- _Aim of the task_
Copy the lines below that contain "spectator".

[Referring expression pointing data]
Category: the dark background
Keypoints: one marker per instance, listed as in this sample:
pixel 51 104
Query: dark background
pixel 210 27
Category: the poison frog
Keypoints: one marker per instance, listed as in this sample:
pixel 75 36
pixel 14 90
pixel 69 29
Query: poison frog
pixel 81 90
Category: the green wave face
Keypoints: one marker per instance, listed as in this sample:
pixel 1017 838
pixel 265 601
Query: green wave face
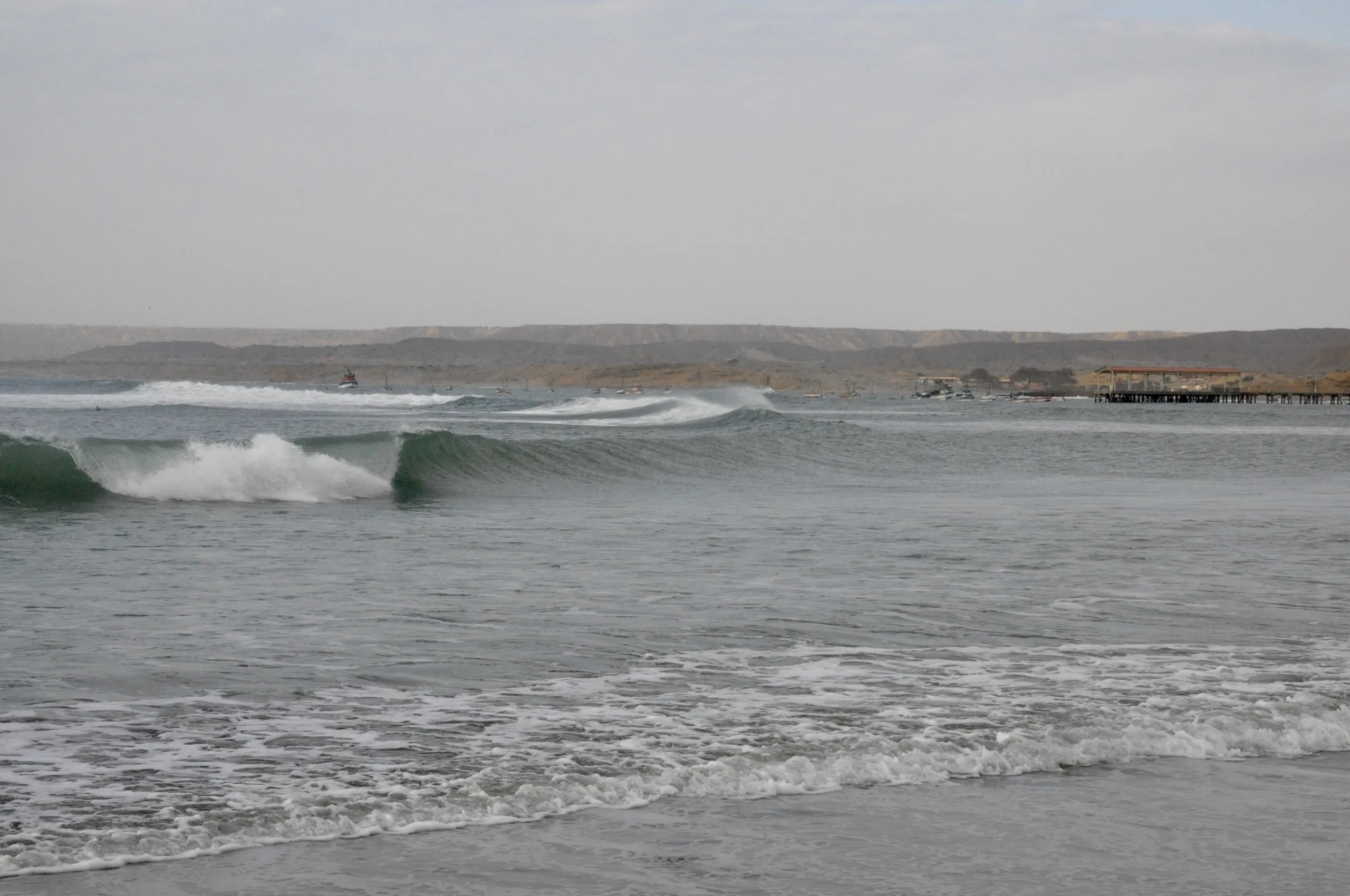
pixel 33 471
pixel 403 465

...

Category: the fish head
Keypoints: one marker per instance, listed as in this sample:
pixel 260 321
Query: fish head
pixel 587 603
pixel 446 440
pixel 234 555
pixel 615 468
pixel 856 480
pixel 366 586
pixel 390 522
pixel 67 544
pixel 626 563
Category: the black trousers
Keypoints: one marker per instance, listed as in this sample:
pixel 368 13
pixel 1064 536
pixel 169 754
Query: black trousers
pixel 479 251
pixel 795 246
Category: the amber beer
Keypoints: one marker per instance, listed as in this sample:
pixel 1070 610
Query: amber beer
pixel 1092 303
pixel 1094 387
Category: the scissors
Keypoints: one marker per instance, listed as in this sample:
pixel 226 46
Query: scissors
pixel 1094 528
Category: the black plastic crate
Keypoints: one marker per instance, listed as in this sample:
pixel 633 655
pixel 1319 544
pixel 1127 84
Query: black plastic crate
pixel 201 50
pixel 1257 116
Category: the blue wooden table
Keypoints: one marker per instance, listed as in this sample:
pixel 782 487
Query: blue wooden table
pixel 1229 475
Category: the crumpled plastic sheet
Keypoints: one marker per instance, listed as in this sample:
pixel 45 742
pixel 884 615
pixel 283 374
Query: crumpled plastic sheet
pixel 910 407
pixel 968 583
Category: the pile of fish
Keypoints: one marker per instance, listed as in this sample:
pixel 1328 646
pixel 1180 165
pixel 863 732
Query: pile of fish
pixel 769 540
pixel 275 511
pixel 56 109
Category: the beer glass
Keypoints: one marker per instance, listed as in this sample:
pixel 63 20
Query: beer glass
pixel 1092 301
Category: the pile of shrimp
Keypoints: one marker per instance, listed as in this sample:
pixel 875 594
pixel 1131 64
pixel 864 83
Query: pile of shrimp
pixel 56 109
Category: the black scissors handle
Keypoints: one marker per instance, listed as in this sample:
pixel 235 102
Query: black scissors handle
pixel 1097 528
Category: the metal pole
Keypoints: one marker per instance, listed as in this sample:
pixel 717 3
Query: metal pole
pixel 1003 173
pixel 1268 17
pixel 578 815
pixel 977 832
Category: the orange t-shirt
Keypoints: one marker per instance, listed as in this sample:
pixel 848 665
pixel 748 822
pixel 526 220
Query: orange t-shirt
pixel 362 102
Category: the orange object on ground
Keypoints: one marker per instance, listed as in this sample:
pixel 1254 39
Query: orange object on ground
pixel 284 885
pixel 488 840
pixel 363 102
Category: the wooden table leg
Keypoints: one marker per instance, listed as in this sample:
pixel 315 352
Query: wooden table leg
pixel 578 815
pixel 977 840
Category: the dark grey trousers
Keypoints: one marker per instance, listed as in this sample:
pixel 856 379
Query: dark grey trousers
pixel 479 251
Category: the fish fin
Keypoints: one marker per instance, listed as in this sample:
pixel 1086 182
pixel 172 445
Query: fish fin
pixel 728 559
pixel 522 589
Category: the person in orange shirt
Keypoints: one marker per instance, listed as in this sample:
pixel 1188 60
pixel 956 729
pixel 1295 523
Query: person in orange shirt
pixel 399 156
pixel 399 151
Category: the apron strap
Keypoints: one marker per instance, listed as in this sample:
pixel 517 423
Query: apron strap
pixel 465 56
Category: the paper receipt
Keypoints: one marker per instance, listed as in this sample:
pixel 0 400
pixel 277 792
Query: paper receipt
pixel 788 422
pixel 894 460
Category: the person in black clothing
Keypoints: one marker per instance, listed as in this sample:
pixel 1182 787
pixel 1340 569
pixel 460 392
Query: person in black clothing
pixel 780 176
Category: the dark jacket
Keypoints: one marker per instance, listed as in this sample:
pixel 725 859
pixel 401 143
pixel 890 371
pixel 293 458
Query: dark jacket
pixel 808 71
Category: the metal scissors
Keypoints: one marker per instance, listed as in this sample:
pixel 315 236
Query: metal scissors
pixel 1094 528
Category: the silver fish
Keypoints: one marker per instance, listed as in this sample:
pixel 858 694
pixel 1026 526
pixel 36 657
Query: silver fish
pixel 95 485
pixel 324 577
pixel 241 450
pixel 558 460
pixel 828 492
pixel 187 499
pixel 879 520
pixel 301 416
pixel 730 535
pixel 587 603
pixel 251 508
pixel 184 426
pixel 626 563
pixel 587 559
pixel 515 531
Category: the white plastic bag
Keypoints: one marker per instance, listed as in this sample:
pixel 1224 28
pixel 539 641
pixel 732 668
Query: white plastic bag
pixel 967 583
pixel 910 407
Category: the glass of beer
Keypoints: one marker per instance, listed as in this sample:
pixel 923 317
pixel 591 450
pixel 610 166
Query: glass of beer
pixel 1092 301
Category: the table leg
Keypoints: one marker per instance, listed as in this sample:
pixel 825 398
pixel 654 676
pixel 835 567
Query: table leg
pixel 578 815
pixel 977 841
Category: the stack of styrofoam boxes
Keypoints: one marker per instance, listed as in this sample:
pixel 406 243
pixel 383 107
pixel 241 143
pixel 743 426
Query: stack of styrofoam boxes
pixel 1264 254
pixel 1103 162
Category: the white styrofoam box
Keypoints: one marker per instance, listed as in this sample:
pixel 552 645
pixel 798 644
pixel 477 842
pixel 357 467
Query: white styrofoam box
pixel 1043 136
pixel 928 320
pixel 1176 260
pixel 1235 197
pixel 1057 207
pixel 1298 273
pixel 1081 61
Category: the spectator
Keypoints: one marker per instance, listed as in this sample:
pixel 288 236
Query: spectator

- _Task response_
Category: the spectator
Query: spectator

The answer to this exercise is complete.